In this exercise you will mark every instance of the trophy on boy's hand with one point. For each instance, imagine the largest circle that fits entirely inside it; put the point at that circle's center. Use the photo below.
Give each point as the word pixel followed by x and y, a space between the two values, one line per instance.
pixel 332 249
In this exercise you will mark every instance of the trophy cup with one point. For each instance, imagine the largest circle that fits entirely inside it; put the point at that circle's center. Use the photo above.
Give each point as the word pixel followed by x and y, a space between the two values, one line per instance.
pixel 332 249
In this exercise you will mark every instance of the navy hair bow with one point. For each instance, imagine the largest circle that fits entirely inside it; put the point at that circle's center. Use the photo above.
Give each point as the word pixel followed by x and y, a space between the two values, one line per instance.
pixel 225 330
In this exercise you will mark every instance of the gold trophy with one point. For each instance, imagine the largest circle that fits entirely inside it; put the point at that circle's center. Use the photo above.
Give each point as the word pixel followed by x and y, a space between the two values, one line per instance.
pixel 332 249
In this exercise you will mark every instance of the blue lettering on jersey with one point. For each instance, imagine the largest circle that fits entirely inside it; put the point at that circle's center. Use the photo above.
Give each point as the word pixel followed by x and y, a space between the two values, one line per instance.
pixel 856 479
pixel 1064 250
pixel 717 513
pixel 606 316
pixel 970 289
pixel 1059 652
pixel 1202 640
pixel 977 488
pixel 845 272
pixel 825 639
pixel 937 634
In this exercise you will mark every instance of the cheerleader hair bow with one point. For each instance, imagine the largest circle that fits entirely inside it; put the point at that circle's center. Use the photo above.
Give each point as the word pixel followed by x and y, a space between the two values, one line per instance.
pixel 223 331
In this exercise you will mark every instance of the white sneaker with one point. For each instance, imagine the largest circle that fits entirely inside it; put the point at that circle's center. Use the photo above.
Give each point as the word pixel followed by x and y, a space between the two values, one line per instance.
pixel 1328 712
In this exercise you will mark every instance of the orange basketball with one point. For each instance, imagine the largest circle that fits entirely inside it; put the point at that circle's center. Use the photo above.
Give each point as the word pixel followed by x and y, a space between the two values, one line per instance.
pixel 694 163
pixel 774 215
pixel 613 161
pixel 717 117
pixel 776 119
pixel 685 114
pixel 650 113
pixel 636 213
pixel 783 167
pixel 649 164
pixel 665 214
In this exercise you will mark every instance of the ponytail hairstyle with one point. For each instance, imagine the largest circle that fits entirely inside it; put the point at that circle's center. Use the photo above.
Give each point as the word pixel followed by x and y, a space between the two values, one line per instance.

## Exercise directions
Edit the lines from the one holding "In this exercise you will mark every instance of the blue" through the one holding "pixel 223 331", inclusive, by replacing "largest circle" with "biggest circle" and leaving everything else unchanged. Give back only those lines.

## Task response
In this exercise you will mark every instance of the blue lettering on jersey with one point. For each instance, imagine the biggest circle that fits entirely inside it; put the point at that circle's center. Use the photo above.
Give each point as the word pixel followed by x and y, a space between the two values, one line per instance.
pixel 856 479
pixel 1064 250
pixel 717 513
pixel 606 316
pixel 970 289
pixel 1059 652
pixel 1202 640
pixel 977 488
pixel 845 272
pixel 825 639
pixel 937 634
In this exercise you will mark every instance of the cheerleader hair bow with one point. For each instance, imagine the biggest circle that fits entirely inside it; put the point at that circle's center. Use the photo above.
Give each point as the word pixel followed by x and y, a space between the two values, one line per instance.
pixel 223 331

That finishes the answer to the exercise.